Rédigez la suite du texte consacré au logement et au foncier à Plougonvelin, en enchaînant après sa dernière phrase.

» **EXTRAIT DU TEXTE**:
================
Sommes-nous prêts à investir, et pas qu’un peu, pour garantir une qualité des services publics ?
 
Parallèlement, l’attractivité de la commune fait de Plougonvelin une des communes les plus chères du Finistère pour le foncier. Comment dans ces conditions garder sur la communes nos jeunes qui voudraient y rester mais dont peu ont les moyens suffisants. Des mécanismes complémentaires à la location existent, comme les baux emphytéotiques pour les propriétaires. Faut-il encore là aussi vouloir mettre en place la politique et les fonds nécessaires.
Le type même d’habitat s’avère inadapté à la période actuelle. Les logements anciens sont souvent trop grands pour des familles devenues plus petites. Une des façons de moins consommer de foncier est de restructurer les grands logements en logements plus petits, voire lorsque c’est possible, de créer des ensembles avec des parties communes (buanderies, cuisines communes, salons communs, etc…).
================
» **EXTRAITS DE DONNÉES**:
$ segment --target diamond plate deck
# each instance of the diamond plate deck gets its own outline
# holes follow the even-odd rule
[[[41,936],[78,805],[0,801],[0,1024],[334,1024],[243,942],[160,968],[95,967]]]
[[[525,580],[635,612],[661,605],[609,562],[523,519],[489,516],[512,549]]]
================
» **RÉSULTAT OBTENU**:
Voulons-nous gardez nos enfants et adapter nos logements ?

Des infrastructures taillées pour le siècle dernier

Dans une grande partie de Plougonvelin, se croiser à deux voitures offre l’occasion de saluer le conducteur d’en face puisqu’il faut a minima ralentir pour passer… Quand aux chauffeurs de bus ils doivent sans doute avoir un brevet spécifique pour pouvoir circuler sur nos routes, les facteurs sont devenus experts en tours et détours pour aller d’impasses en culs de sac et tout jeune livreur aura le droit de maudire son GPS qui ne trouve pas sa destination.
On peut certes aller à Brest en transport en commun (si le car passe) mais mieux vaut faire du stop pour se déplacer à Saint Renan. En clair, la population a largement grossi en trente ans, mais pas nos routes et se déplacer devient plus compliqué de jour en jour.
L’urbanisme ne se limite pas à délivrer des permis de construire ; sans gestion des flux humains et de marchandises cela tourne forcément au cauchemar.
Quelle politique du transport voulons-nous pour notre commune ?

Un style Plougonvelin ou la joyeuse anarchie ?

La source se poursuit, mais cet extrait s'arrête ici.